_DOCUMENT PASSAGE_.
Thousands of artifacts to be returned to First Nations after years boxed away in an Ottawa building

Words by: The Globe and Mails’ Staff Reporter Marie Woolf

Photos by: Spencer Colby for The Globe and Mail


When Jennifer Tenasco, a 23-year old from the Kitigan Zibi community in Quebec, hung a polished slate pendant round her neck on Monday, her friends remarked just how elegant the ornament looked.

The heavy black pendant, which she had threaded on a gold ribbon, was shaped from black slate and had a sixties retro look.

It was retro all right. The pendant had not been worn for 2,000 years.

It is one of hundreds of thousands of precontact Indigenous artifacts found near Ottawa that are only now being sorted and catalogued. The aim is to return many of them to the Algonquin First Nations whose ancestors made them, or acquired them through trade.

For years, around 300,000 finds – ranging from arrow heads to pots, pipe bowls and tools to make canoes – have been stashed in boxes in an office suite in a National Capital Commission building steps from Parliament.

Word of the cache’s existence had circulated among Indigenous people, including Algonquin and Mohawk living in Ottawa. But few, except a coterie of archeologists and representatives of Algonquin First Nations agitating for access to their ancestors’ artifacts, have actually seen them.

That is about to change, thanks to a small team of archeologists and a group of Indigenous young people from the Kitigan Zibi Anishinabeg First Nation located north of Gatineau and the Algonquins of Pikwakanagan, about 150 kilometres southwest of Ottawa, who have been resolutely cleaning, sorting and cataloguing the ancient finds.

The surge in activity has in part been helped by the COVID-19 pandemic, which brought archeological digs to a halt, and afforded the time to sift through stacks of boxes containing a wealth of artifacts dating back up to 6,000 years.

_EXERCISE INSTRUCTIONS_.
a) According to the article on the Ottawa artifacts, roughly how many finds have been stored in boxes in the National Capital Commission building?
b) Set down, word for word, the portion of the article on the Ottawa artifacts that begins with the words containing "Photos by: Spencer" and ends with "for 2,000 years.".
The records come from a separate source and are unrelated to the article on the Ottawa artifacts.

(Data entries)
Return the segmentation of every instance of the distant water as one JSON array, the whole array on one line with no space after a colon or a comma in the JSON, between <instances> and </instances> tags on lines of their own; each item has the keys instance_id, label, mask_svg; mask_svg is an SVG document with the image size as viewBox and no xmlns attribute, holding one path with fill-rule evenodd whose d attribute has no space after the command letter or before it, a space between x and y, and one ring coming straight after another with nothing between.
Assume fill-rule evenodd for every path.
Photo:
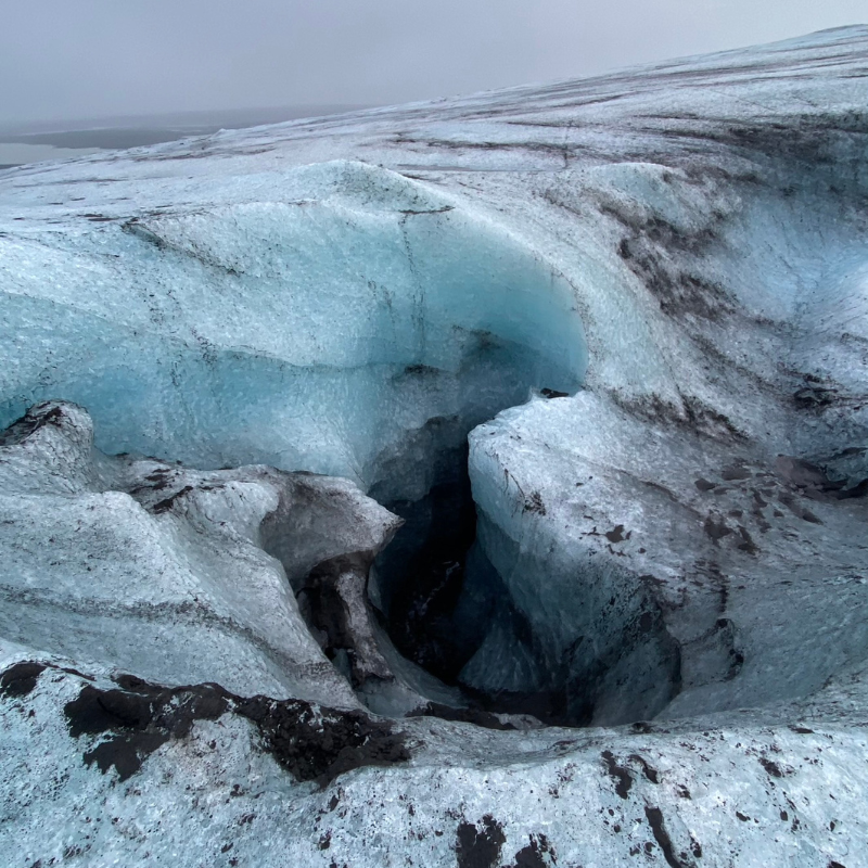
<instances>
[{"instance_id":1,"label":"distant water","mask_svg":"<svg viewBox=\"0 0 868 868\"><path fill-rule=\"evenodd\" d=\"M0 126L0 170L46 159L64 159L102 150L141 148L190 136L207 136L219 129L243 129L283 120L352 112L359 105L290 105L278 108L242 108L225 112L136 117L82 118Z\"/></svg>"}]
</instances>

_RESPONSES FOR EACH TASK_.
a) Around 300,000 finds.

b)
Photos by: Spencer Colby for The Globe and Mail


When Jennifer Tenasco, a 23-year old from the Kitigan Zibi community in Quebec, hung a polished slate pendant round her neck on Monday, her friends remarked just how elegant the ornament looked.

The heavy black pendant, which she had threaded on a gold ribbon, was shaped from black slate and had a sixties retro look.

It was retro all right. The pendant had not been worn for 2,000 years.